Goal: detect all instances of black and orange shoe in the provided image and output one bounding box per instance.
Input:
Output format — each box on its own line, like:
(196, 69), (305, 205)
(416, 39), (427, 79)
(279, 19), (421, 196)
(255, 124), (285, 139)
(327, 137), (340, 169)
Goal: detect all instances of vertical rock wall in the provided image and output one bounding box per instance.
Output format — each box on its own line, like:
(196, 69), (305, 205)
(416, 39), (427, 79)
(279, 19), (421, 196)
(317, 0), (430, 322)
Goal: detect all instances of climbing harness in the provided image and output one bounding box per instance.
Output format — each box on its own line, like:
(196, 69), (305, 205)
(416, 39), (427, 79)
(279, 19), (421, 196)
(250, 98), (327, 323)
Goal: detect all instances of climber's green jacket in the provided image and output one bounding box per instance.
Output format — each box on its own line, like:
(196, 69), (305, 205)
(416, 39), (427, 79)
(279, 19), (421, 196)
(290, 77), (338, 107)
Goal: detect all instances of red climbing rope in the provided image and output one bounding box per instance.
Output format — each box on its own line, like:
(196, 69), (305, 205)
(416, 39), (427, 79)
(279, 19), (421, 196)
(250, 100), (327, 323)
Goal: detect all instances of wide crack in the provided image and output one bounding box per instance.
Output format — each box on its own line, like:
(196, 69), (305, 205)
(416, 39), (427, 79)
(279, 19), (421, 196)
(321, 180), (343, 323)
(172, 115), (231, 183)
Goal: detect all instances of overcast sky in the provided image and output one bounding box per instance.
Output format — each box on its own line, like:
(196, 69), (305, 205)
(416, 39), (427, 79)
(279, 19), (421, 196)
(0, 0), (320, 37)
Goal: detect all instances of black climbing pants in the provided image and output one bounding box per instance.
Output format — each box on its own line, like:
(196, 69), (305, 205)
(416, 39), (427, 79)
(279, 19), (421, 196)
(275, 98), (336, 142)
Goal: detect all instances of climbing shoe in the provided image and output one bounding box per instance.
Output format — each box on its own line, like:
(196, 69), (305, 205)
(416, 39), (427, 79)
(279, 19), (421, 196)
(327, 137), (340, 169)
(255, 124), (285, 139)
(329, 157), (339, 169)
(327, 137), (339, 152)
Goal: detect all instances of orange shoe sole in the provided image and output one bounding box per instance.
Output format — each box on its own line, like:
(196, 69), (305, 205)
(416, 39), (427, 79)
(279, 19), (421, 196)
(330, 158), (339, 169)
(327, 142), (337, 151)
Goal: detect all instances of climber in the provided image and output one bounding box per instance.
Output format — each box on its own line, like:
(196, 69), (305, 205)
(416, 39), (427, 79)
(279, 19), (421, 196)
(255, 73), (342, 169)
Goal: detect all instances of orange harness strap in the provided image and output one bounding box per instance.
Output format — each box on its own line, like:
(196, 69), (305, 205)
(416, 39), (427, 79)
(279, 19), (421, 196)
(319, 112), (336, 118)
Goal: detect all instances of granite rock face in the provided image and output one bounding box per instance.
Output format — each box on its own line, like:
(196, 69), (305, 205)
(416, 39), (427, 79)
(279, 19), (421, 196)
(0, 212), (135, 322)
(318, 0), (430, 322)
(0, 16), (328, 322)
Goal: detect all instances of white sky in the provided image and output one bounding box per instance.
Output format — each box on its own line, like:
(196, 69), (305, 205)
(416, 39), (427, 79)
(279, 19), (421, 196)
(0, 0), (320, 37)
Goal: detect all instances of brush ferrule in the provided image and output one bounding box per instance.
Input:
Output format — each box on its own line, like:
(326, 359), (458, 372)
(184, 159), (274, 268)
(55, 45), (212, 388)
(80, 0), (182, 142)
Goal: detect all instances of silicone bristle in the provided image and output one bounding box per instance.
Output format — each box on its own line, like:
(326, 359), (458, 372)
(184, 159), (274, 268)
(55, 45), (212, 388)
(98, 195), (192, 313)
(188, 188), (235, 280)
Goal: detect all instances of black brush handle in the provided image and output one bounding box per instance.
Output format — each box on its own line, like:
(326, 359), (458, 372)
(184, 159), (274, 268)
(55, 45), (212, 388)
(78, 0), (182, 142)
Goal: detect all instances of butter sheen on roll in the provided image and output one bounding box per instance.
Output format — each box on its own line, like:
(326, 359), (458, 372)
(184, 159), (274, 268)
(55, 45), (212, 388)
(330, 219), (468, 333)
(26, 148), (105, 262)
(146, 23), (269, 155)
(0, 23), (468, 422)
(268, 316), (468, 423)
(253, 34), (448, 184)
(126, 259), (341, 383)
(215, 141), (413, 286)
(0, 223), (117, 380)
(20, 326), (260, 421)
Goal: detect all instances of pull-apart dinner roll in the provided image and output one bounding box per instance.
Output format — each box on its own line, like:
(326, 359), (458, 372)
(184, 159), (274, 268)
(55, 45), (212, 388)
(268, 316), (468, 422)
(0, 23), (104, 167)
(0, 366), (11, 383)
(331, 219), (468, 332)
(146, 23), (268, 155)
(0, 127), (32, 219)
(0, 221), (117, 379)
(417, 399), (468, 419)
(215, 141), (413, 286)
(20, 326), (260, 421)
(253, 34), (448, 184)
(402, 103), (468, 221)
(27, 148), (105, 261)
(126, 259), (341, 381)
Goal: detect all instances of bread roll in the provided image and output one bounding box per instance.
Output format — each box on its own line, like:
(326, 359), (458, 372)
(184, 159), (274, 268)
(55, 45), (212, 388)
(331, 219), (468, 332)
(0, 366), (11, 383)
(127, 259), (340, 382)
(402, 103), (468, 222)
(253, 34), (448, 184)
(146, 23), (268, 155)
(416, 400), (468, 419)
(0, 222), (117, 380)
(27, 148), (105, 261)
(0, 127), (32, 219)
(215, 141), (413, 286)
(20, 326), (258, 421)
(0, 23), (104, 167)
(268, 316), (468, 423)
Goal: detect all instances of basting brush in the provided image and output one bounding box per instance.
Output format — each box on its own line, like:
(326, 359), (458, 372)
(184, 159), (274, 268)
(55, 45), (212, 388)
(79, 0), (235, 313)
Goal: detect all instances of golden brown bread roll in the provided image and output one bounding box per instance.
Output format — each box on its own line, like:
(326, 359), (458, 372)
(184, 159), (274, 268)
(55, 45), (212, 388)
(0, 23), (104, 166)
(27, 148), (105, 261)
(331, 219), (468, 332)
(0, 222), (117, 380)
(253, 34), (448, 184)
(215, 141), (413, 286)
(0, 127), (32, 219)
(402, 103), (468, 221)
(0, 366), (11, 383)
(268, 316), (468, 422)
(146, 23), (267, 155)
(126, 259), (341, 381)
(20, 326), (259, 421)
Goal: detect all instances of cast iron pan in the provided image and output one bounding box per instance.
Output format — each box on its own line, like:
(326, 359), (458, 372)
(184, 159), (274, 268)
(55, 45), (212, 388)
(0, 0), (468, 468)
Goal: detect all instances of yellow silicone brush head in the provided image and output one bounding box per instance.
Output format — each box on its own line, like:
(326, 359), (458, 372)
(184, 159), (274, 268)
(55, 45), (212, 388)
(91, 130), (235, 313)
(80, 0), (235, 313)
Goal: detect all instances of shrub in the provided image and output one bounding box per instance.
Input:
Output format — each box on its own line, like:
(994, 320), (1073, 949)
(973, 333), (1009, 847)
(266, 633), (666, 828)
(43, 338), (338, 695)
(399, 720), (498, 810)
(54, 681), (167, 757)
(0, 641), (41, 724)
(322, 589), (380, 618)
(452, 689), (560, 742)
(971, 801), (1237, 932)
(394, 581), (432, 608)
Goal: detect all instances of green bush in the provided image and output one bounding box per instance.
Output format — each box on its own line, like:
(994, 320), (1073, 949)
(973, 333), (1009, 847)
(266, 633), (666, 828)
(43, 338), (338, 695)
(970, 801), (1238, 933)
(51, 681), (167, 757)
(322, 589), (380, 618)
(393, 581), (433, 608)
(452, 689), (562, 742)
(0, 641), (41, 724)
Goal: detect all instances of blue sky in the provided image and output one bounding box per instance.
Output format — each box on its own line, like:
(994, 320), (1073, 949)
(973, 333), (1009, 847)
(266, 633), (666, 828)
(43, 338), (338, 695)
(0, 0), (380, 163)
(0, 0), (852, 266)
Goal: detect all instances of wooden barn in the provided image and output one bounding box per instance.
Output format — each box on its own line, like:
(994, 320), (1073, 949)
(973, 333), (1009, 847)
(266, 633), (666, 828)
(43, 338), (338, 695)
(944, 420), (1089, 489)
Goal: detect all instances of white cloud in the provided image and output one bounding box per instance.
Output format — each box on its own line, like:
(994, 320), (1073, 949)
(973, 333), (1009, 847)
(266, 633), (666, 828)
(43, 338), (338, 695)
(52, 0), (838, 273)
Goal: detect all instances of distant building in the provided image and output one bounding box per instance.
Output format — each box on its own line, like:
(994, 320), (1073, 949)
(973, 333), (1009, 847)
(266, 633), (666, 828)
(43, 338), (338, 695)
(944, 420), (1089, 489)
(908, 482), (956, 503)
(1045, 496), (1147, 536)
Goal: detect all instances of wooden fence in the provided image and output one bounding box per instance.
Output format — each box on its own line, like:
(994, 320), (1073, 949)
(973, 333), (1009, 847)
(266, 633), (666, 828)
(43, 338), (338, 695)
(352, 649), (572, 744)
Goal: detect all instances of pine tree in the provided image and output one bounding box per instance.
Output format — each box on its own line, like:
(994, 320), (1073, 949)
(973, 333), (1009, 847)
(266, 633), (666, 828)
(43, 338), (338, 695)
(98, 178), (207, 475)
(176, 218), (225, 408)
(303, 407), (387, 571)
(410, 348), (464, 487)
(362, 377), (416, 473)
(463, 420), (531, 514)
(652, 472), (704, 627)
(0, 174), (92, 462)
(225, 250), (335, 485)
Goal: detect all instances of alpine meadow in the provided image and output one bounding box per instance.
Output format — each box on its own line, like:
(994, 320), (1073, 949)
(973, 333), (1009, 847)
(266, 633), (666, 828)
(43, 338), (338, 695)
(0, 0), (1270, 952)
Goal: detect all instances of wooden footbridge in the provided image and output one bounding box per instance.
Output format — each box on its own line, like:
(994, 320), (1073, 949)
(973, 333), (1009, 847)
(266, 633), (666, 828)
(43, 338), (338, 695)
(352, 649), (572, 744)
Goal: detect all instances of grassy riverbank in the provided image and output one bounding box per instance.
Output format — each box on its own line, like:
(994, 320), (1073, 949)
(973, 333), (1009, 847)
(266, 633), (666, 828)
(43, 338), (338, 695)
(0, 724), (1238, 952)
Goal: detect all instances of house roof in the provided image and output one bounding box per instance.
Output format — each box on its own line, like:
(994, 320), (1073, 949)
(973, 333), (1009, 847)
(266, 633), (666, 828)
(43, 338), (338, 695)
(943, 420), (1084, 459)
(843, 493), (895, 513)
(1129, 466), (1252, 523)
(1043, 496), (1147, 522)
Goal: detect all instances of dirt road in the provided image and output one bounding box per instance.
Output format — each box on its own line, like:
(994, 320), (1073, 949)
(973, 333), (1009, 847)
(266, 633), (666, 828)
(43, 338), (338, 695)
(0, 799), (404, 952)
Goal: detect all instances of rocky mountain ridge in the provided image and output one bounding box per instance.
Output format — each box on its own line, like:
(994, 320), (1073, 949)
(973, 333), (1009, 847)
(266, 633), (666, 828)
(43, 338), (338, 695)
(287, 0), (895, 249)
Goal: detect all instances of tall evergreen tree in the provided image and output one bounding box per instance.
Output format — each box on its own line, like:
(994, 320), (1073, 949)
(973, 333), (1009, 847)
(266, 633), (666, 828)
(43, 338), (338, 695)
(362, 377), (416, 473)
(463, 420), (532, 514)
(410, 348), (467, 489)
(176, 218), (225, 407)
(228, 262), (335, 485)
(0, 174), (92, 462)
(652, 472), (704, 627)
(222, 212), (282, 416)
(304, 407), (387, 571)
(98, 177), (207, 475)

:: WHAT IS EXPECTED ::
From the listing above, render the lines from the one containing "Goal: detect all instances of blue" through the one containing "(0, 0), (852, 266)", inclusive, as a JSON array of strings with one string per line. Skip blank lines.

:: FINISHED TASK ::
[
  "Goal: detect all instances of blue sky in the provided image and output one bounding box per instance.",
  "Output format — each box on its own line, like:",
  "(994, 320), (1073, 949)",
  "(973, 333), (1009, 847)",
  "(266, 633), (666, 828)",
  "(43, 338), (338, 695)",
  "(0, 0), (380, 163)",
  "(0, 0), (852, 266)"
]